Schon vor Jahren habe ich die Gilded Rose Kata schätzen gelernt. Im Rahmen der lise Developer Meetings und bei der Softwerkskammer Köln haben wir vor kurzer Zeit die Gilded Rose Kata erneut bearbeitet. In diesem Blogartikel präsentiere ich einige Lessons Learned.

Vorneweg: Was ist eine Kata? Und, was ist die Gilded Rose Kata? Als Einführung zur Kata dienen meine Slides, die ihr auf speakerdeck abrufen könnt. Eine Kata ist eine Übungsaufgabe, um seine Fähigkeiten zu vertiefen und auszubauen. Dieser Begriff kommt ursprünglich aus den asiatischen Kampfkünsten und beschreibt eine Übungsabfolge, die solo oder im Paar geübt wird. Die Gilded Rose Kata ist eine Übungsaufgabe speziell zum Thema Refactoring, in der es gilt, ein bestehendes System zu refaktorisieren und anschließend zu erweitern. Im Kern gilt es, eine 30-zeilige Methode voller If-Statements und vermischten Konzepten aufzulösen, ohne das externe Verhalten zu verändern. Vor dem Lesen dieses Blogposts ist es sinnvoll, die Aufgabenstellung der Kata durchzulesen und sie selbst durchzuarbeiten. 

Denn: Das Programmierhandwerk besteht aus der Kunst, nicht aufzuhören, wenn Aufgaben fertig sind, sondern dann den Code noch „schön” zu machen. Was heißt schön? Martin Fowler hat es auf den Punkt gebracht: „Any fool can write code, that a computer understands. Good programmers write code, that humans understand.”
 

1) Sicherheitsnetz spannen

Bevor wir anfangen, Code zu refaktorisieren, ist es notwendig, sicherzustellen, dass wir eine Rückmeldung bekommen, falls wir den Code in seinem äußeren Verhalten ändern. Refactoring möchte genau das nicht, es geht nur um das Aufräumen und Umstrukturieren, wir wollen explizit keine neue Funktionalität einbringen oder bisherige Funktionalität anpassen. Wie kann ich mir sicher sein, dass ich nichts kaputt mache? Ich brauche ein Sicherheitsnetz aus automatisierten Tests, die ich nach jedem Schritt ausführen kann und die mir bestätigen, dass alles weiterhin, wie erwartet, läuft.

> **MATERIAL ZUR ÜBUNG**
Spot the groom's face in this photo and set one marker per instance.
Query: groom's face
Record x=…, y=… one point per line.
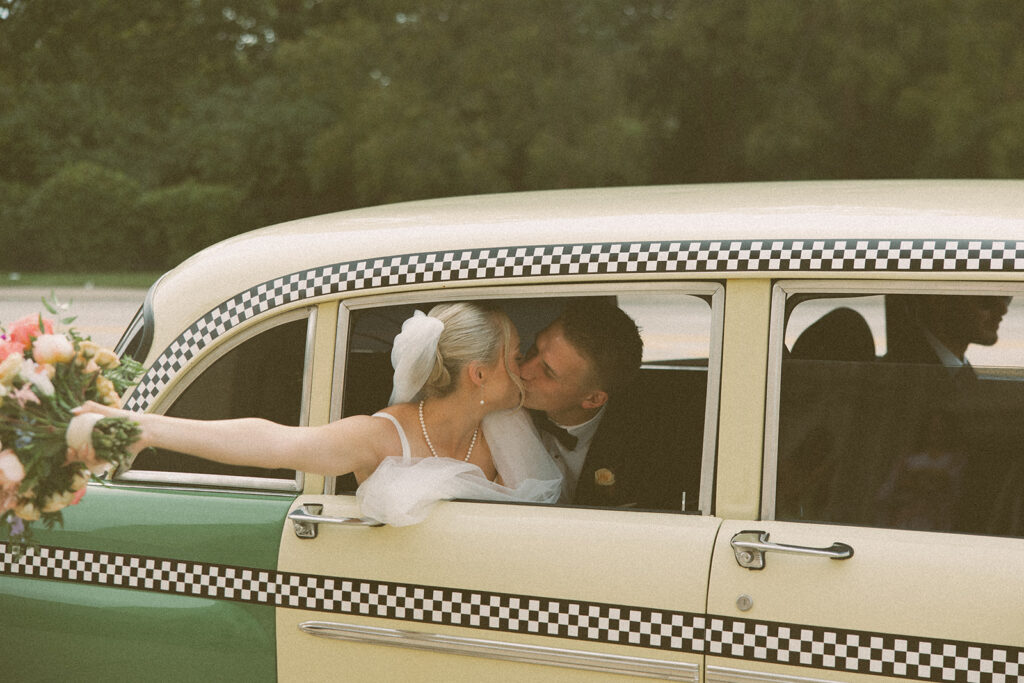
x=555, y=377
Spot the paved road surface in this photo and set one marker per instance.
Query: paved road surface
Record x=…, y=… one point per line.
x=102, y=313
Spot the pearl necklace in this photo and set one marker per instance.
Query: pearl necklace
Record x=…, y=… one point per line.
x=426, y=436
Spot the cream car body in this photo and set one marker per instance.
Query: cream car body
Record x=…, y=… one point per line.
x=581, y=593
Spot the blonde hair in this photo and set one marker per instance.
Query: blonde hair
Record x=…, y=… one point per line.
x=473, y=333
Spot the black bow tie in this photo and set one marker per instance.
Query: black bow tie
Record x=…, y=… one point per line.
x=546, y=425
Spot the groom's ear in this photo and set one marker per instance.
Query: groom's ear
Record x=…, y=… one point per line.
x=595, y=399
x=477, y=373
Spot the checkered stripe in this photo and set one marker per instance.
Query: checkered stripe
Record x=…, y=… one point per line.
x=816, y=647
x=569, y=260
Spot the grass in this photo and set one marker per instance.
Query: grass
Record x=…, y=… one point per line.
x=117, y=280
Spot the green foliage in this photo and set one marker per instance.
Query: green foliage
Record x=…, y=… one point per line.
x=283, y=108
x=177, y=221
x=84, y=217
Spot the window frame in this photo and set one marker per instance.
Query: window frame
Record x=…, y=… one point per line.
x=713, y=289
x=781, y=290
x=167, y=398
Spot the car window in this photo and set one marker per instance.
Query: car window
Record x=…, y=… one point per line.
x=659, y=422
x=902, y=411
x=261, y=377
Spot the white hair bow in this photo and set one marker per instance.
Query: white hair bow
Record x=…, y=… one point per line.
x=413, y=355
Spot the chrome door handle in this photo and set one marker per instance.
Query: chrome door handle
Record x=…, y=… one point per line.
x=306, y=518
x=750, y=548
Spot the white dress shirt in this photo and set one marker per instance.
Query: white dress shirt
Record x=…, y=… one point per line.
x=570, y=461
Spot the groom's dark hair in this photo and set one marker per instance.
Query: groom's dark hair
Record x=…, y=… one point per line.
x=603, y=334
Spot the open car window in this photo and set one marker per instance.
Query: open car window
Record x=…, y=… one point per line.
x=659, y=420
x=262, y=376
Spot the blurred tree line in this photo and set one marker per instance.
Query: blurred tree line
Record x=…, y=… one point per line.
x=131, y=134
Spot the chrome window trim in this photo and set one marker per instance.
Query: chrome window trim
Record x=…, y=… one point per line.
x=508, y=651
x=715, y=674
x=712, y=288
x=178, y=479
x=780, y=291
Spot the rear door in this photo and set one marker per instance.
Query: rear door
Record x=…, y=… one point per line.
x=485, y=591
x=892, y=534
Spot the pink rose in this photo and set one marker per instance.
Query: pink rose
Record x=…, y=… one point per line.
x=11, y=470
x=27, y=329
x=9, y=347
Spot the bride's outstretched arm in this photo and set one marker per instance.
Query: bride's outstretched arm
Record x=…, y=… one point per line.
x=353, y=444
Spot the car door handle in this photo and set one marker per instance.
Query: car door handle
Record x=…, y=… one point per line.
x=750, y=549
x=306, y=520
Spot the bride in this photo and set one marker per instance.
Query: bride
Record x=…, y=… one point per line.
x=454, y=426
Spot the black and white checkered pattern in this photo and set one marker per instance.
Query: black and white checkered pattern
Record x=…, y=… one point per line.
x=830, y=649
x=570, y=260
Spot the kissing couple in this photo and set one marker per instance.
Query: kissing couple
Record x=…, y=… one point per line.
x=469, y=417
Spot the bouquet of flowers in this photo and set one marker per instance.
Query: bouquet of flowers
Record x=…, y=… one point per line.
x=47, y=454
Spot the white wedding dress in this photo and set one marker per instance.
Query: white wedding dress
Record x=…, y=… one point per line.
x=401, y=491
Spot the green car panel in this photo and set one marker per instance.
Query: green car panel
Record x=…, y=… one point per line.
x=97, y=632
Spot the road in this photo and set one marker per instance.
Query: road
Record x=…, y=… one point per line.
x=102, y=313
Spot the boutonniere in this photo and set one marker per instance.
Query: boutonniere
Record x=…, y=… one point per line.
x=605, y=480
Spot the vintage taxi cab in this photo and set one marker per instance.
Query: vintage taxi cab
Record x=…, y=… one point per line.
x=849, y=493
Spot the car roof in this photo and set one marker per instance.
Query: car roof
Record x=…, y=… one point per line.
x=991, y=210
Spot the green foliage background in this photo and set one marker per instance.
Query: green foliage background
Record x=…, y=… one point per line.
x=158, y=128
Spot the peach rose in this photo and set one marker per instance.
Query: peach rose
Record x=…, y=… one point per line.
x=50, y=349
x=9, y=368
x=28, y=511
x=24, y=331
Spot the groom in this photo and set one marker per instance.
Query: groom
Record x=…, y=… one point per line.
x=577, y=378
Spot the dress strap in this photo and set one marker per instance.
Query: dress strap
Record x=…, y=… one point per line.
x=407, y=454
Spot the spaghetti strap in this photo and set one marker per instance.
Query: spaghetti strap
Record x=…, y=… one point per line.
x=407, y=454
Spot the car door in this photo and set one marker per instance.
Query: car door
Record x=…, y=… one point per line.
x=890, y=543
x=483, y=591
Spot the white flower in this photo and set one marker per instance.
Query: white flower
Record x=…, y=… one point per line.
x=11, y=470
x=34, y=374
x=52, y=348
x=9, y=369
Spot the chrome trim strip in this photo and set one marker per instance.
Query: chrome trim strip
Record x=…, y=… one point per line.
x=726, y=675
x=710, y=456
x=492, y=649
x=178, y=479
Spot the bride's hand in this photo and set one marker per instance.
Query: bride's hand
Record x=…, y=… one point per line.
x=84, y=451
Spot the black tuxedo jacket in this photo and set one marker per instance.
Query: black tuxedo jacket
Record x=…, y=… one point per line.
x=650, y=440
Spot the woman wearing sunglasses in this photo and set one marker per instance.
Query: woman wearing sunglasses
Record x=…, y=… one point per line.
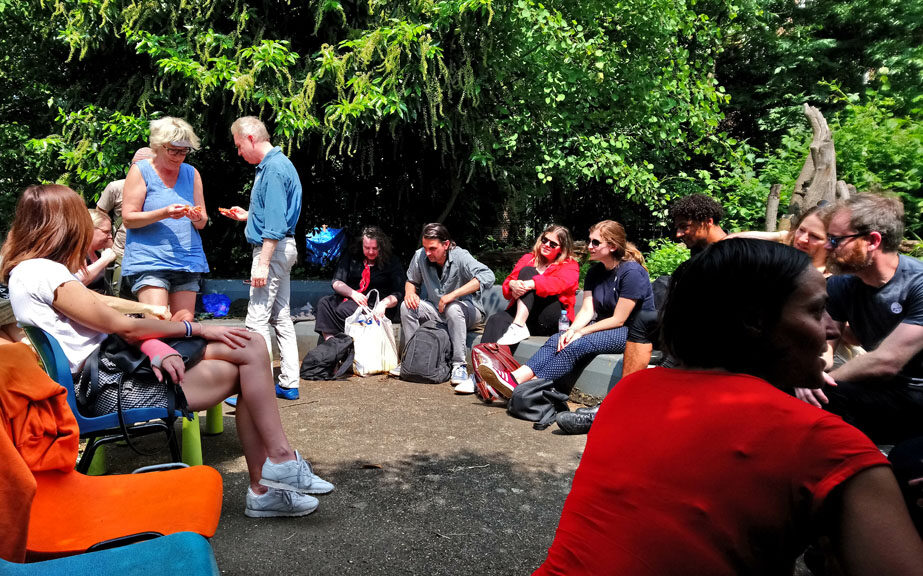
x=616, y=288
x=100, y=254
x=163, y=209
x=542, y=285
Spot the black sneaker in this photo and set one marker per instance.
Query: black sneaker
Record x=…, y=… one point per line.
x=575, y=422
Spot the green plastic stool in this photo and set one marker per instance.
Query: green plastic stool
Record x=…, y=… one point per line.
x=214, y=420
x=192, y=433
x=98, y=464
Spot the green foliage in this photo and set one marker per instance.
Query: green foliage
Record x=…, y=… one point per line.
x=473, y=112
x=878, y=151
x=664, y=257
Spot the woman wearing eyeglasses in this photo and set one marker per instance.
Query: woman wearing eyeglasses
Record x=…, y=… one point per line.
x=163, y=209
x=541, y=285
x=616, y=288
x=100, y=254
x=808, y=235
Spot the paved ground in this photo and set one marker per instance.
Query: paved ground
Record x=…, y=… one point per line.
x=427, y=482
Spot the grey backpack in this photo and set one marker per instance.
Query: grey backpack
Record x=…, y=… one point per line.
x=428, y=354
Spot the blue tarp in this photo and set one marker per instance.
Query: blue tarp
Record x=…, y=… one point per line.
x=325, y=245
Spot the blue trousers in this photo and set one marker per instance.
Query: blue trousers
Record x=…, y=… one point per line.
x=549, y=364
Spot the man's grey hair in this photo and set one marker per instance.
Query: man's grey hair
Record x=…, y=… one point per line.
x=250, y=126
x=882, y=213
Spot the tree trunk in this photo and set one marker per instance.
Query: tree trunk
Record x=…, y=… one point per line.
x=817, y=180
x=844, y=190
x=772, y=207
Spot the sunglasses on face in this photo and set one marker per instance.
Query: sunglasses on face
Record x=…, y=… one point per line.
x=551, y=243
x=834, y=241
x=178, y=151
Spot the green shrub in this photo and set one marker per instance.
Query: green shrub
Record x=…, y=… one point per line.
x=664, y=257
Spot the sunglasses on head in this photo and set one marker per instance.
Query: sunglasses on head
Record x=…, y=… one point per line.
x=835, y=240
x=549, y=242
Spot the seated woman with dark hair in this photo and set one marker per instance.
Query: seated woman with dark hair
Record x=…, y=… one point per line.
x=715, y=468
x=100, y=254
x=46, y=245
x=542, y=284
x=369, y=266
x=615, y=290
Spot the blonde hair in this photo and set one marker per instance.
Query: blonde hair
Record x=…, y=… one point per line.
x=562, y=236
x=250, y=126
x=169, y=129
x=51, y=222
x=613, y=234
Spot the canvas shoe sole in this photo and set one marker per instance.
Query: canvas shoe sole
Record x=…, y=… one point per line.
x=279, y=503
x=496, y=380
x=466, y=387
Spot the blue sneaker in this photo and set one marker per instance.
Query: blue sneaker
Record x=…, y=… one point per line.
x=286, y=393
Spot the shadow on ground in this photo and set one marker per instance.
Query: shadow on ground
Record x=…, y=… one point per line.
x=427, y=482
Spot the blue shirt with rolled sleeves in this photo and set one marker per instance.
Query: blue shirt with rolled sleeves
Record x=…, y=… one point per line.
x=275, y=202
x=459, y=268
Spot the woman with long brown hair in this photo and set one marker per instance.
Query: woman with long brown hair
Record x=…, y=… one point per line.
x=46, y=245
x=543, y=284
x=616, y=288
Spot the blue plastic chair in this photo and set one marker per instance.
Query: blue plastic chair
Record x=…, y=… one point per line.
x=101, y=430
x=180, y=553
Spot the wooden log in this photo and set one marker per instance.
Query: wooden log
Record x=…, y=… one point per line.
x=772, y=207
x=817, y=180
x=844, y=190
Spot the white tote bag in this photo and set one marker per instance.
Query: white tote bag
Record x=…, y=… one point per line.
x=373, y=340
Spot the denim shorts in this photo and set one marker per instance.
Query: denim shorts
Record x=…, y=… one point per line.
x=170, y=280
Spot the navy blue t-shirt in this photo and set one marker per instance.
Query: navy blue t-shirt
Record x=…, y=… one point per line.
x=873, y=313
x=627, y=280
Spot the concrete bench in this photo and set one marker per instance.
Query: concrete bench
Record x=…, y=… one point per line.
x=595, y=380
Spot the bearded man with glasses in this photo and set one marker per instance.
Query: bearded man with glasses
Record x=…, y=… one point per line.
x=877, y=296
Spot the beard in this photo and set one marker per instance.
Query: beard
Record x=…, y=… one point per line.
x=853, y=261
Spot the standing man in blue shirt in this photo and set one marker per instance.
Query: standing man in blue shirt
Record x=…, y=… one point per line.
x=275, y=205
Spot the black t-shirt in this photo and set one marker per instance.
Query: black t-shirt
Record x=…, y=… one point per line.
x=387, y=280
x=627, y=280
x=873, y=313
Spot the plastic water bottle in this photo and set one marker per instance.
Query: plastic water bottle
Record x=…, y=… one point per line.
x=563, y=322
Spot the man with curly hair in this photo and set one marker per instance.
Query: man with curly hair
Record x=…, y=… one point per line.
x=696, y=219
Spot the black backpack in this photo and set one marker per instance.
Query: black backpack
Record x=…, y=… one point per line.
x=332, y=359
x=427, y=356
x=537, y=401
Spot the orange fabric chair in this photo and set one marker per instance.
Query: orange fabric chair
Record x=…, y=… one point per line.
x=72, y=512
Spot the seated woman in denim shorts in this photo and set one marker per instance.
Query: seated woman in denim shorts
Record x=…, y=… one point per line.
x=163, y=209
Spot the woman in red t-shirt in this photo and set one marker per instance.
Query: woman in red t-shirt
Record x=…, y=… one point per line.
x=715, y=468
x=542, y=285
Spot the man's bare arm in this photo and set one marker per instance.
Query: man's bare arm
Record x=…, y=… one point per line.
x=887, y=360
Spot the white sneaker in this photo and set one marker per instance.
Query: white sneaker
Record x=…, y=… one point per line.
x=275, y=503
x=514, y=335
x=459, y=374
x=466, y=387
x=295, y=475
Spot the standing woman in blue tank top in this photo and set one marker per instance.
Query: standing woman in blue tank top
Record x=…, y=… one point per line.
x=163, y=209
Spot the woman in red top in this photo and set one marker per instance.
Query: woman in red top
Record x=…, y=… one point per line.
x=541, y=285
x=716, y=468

> **AUFGABE 1**
Wandle die Datensätze von der Zeile mit „Spot the navy“ bis zur Zeile mit „x=853, y=261“ (beide eingeschlossen) in eine CSV mit den zwei Spalten „eingabe“ und „ausgabe“ um. Jede Zeile der CSV enthält einen Auftrag mit dem zugehörigen Ergebnis, jeweils in einem Feld in Anführungszeichen und mit Leerzeichen statt Zeilenumbrüchen.
> **AUFGABE 2**
Führe den Blogartikel über die Gilded Rose Kata bitte im Anschluss an seinen letzten Satz fort.

> **ERGEBNIS 1**
eingabe,ausgabe
"Spot the navy blue t-shirt in this photo and set one marker per instance. Query: navy blue t-shirt Record x=…, y=… one point per line.","x=873, y=313 x=627, y=280"
"Spot the concrete bench in this photo and set one marker per instance. Query: concrete bench Record x=…, y=… one point per line.","x=595, y=380"
"Spot the bearded man with glasses in this photo and set one marker per instance. Query: bearded man with glasses Record x=…, y=… one point per line.","x=877, y=296"
"Spot the beard in this photo and set one marker per instance. Query: beard Record x=…, y=… one point per line.","x=853, y=261"

> **ERGEBNIS 2**
Ein Weg ist Approval Testing: Dabei erzeuge ich vom bisher unberührten Produktiv-Code eine Textausgabe und sichere mir diese in eine Datei. Anschließend schreibe ich einen Test, der die gesicherte Textausgabe mit einer erneut erzeugten Textausgabe vergleicht. Dies bezeichnet man als Text-Based-Testing. Wenn ich versehentlich das Verhalten ändere, ändert sich die produzierte Textausgabe und ich habe einen Hinweis durch den fehlgeschlagenen Test. Durch Approval Testing erkenne ich, dass etwas kaputt gegangen ist, aber noch lange nicht warum. Insofern sind Approval Tests nicht mit typischen Unit Tests vergleichbar, welche ein gewünschtes Verhalten beschreiben und aufzeigen, welchem gewünschten Verhalten nicht mehr entsprochen wird.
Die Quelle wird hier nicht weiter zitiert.